__What to do__:
Give all of the lines again exactly as they read.

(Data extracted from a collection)
^^^^^^^^

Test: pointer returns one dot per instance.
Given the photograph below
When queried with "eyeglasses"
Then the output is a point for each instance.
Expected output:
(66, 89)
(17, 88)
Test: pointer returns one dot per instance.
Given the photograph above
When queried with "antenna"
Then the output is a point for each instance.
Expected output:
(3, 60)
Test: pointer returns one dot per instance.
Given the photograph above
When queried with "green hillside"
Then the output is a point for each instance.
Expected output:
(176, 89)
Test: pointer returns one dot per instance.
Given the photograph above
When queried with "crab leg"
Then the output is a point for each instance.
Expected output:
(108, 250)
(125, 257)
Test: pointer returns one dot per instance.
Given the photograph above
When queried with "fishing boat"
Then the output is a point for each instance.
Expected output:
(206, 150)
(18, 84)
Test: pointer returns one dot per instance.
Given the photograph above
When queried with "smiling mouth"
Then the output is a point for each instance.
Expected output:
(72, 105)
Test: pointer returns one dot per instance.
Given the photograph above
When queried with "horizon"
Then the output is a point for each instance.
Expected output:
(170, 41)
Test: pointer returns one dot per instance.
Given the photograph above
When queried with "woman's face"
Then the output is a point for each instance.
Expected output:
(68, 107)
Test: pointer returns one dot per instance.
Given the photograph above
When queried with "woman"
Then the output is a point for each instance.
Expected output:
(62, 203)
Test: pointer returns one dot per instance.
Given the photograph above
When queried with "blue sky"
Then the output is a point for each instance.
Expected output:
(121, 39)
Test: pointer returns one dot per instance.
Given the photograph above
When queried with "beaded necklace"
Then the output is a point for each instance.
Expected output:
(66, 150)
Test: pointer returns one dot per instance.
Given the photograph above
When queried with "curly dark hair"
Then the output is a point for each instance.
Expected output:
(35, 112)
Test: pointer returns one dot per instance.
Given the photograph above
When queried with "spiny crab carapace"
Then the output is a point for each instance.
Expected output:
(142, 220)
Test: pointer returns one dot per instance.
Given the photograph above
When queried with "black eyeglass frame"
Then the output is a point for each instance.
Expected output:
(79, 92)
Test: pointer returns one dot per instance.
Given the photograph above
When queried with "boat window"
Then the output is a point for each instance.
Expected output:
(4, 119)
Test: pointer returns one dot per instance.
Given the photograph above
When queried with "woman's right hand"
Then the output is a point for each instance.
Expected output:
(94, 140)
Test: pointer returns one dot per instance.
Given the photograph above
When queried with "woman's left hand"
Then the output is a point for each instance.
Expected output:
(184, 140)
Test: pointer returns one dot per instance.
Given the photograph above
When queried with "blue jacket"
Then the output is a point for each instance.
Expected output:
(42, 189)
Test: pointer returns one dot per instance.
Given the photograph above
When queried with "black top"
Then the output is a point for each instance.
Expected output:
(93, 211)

^^^^^^^^

__Exercise result__:
Test: pointer returns one dot per instance.
Given the photograph below
When queried with "eyeglasses"
Then the output is a point for each instance.
Expected output:
(66, 89)
(17, 88)
Test: pointer returns one dot per instance.
Given the photograph above
When queried with "antenna"
Then the output is a point for each instance.
Expected output:
(3, 60)
Test: pointer returns one dot per instance.
Given the photograph above
When queried with "green hillside"
Then the output is a point for each instance.
Expected output:
(176, 89)
Test: pointer returns one dot per instance.
Given the photograph above
When queried with "crab leg"
Then the output is a point for each instance.
Expected output:
(108, 250)
(125, 257)
Test: pointer returns one dot per instance.
Given the photograph above
When queried with "fishing boat"
Then the output is a point for each instance.
Expected output:
(206, 150)
(18, 84)
Test: pointer returns one dot per instance.
Given the photograph above
When queried with "smiling mouth"
Then the output is a point for each instance.
Expected output:
(72, 105)
Test: pointer returns one dot per instance.
Given the photograph above
When queried with "horizon"
Then the output is a point for each instance.
Expected output:
(170, 41)
Test: pointer returns one dot per instance.
Given the photograph above
When queried with "woman's face"
Then the output is a point for each instance.
Expected output:
(68, 107)
Test: pointer returns one dot per instance.
Given the photograph above
When queried with "woman"
Then the output is a point for each instance.
Expected output:
(62, 203)
Test: pointer returns one dot per instance.
Given the photograph above
When queried with "blue sky"
Then the output is a point for each instance.
Expected output:
(121, 39)
Test: pointer returns one dot per instance.
Given the photograph above
When queried with "beaded necklace"
Then the output is a point for each instance.
Expected output:
(66, 150)
Test: pointer returns one dot per instance.
Given the photograph above
When queried with "curly dark hair"
Then the output is a point for each instance.
Expected output:
(35, 112)
Test: pointer returns one dot per instance.
Given the photograph above
When queried with "spiny crab carapace"
Then the output is a point for each instance.
Expected output:
(142, 220)
Test: pointer returns one dot per instance.
Given the photograph above
When queried with "black eyeglass frame"
Then the output is a point for each instance.
Expected output:
(79, 92)
Test: pointer returns one dot per instance.
Given the photograph above
When queried with "boat window"
Then the output is a point for each instance.
Expected output:
(4, 119)
Test: pointer returns one dot per instance.
Given the photograph above
When queried with "woman's right hand"
Then the output is a point for each instance.
Expected output:
(94, 140)
Test: pointer returns one dot per instance.
Given the photograph above
When queried with "woman's left hand"
Then the output is a point for each instance.
Expected output:
(184, 140)
Test: pointer returns one dot per instance.
Given the photograph above
When queried with "blue jacket"
Then the output is a point for each instance.
Expected output:
(42, 189)
Test: pointer returns one dot per instance.
Given the photograph above
When queried with "black top"
Then the output is a point for each instance.
Expected output:
(93, 211)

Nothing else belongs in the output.